─── Source text ───

Downloading and importing the starter code

As in previous assignments, download and save (but do not decompress) the provided archive file containing the starter code. Then import it into Eclipse in the same way; you should end up with a needle-in-a-haystack-student project in the “Project Explorer”.

What to do

Broadly, there are two parts to this assignment. First, you’ll write code to parse a hotel’s log into a collection of entries; each entry will represent a person and their passport number. Then you’ll compare the logs, finding the one entry (or small number of entries) that appear(s) in all of them.

Parsing the logs

The logs have been provided as comma-separated value files (“CSVs”). CSV, a format you will learn to hate due to ubiquity and lack of standardization, is a way (actually, a large family of slightly-incompatible ways) of representing tabular data. Fortunately for you, each of the logs you have been given are in a single CSV format, one which the opencsv library can handle.

───

> _What the exercise asks_: From the assignment instructions, copy word for word the passage starting at "Broadly, there are" and ending at "all of them.".

─── Dataset content ───

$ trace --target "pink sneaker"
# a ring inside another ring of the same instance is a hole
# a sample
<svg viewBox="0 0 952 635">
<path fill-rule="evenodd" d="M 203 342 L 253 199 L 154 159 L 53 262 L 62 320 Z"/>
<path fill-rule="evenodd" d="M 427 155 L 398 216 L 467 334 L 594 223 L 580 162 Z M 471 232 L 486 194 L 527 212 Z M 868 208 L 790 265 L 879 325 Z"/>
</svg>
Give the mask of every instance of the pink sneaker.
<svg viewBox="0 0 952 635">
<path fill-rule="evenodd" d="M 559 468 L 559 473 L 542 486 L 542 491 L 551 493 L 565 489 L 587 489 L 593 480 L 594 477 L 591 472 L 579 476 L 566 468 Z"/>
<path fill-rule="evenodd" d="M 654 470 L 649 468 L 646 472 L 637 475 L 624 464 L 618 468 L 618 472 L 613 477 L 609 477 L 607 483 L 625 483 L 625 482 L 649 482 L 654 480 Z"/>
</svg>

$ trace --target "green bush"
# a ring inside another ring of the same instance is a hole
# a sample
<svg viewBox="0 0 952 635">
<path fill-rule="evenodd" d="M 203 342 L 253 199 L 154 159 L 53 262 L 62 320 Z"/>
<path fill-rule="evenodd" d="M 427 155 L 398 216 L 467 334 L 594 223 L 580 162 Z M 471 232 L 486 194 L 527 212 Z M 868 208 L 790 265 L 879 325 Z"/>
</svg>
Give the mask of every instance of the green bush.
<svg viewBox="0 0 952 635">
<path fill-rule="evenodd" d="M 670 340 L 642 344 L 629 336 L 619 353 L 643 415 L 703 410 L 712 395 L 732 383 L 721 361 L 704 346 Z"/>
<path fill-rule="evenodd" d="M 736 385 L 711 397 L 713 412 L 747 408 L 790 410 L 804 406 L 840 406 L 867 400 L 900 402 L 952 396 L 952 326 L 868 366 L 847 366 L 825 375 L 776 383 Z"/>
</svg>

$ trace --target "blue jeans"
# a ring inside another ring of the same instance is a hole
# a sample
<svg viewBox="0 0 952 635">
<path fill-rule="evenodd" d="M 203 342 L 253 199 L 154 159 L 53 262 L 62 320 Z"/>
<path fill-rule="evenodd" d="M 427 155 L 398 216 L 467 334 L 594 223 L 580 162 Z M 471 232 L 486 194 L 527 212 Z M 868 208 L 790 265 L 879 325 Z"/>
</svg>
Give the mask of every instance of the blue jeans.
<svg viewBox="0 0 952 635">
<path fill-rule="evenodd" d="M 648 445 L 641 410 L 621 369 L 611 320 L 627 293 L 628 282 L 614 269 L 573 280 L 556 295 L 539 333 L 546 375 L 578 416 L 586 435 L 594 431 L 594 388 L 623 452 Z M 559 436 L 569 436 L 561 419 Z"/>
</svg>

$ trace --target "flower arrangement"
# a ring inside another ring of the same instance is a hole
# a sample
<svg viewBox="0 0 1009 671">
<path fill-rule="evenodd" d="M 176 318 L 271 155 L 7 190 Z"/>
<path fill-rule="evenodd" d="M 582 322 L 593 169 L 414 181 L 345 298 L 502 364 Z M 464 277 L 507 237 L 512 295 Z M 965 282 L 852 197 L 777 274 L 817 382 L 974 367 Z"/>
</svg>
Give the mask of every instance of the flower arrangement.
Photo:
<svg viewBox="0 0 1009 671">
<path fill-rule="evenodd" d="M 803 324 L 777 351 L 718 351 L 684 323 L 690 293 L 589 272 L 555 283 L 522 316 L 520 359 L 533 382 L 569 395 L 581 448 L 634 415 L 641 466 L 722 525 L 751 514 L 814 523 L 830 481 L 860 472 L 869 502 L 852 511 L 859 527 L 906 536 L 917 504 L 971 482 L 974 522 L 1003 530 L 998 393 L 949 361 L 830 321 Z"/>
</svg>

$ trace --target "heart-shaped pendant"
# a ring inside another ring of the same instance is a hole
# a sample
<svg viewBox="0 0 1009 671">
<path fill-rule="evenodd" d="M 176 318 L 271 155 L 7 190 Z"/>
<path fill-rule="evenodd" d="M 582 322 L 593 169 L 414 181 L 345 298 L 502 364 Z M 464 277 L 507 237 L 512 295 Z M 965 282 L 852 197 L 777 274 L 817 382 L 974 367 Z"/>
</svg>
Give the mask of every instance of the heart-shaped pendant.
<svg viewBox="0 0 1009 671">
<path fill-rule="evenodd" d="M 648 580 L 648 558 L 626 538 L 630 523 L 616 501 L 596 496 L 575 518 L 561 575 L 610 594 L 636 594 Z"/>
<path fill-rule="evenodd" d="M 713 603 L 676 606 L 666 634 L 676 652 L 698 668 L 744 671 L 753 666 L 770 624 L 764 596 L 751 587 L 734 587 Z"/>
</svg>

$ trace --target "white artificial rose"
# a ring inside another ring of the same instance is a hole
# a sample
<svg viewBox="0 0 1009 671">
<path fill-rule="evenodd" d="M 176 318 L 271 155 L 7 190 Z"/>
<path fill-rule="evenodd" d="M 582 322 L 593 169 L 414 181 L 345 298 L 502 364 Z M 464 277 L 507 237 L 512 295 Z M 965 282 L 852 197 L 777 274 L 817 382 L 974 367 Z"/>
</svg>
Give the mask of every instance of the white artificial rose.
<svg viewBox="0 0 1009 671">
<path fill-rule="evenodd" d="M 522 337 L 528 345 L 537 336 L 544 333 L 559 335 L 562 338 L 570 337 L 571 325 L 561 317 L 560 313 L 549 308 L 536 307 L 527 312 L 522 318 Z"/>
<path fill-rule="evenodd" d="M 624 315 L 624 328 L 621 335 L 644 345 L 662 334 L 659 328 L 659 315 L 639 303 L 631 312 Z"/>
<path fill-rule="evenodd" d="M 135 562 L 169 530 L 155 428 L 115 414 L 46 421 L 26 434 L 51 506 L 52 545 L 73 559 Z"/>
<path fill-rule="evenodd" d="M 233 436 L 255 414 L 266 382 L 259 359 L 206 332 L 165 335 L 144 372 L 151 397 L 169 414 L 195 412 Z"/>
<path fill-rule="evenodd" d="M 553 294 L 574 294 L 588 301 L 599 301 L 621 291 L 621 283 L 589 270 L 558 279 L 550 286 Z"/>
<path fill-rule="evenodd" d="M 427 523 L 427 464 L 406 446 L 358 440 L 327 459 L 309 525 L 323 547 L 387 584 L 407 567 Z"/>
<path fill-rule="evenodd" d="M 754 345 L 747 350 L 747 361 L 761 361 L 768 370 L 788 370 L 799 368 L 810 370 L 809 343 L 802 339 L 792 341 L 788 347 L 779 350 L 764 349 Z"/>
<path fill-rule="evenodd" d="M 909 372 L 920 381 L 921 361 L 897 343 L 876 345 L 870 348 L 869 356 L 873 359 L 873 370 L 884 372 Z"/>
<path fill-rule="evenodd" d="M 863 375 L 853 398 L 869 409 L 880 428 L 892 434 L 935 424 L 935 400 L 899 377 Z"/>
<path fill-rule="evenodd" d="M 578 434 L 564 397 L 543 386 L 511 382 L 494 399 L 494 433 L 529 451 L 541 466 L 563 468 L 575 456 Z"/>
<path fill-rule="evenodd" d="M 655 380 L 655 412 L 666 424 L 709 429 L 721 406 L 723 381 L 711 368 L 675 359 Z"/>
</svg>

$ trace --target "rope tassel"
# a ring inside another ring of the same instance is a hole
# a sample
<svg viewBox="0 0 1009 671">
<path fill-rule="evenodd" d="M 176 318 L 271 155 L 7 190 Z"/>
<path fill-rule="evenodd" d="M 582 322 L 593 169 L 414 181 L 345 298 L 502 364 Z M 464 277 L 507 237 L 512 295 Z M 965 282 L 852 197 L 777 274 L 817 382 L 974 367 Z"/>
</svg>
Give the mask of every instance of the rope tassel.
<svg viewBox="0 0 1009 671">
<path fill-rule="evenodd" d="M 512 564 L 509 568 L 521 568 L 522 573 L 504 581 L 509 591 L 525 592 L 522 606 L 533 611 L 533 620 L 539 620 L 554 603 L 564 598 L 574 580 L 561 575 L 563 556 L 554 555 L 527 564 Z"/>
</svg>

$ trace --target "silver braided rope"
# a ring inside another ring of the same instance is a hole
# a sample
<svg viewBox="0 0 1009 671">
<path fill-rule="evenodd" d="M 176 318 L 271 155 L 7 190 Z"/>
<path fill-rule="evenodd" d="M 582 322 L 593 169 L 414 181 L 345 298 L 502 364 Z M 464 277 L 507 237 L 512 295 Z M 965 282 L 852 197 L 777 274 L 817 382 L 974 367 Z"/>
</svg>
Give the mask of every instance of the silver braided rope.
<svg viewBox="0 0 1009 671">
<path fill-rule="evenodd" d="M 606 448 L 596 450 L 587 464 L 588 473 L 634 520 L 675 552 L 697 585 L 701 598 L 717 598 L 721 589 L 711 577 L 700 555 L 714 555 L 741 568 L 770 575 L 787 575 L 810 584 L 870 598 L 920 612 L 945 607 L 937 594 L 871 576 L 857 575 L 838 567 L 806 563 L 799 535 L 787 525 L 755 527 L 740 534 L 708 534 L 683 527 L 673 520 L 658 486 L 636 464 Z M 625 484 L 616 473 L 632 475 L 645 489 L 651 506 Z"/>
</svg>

───

> _Written response_:
Broadly, there are two parts to this assignment. First, you’ll write code to parse a hotel’s log into a collection of entries; each entry will represent a person and their passport number. Then you’ll compare the logs, finding the one entry (or small number of entries) that appear(s) in all of them.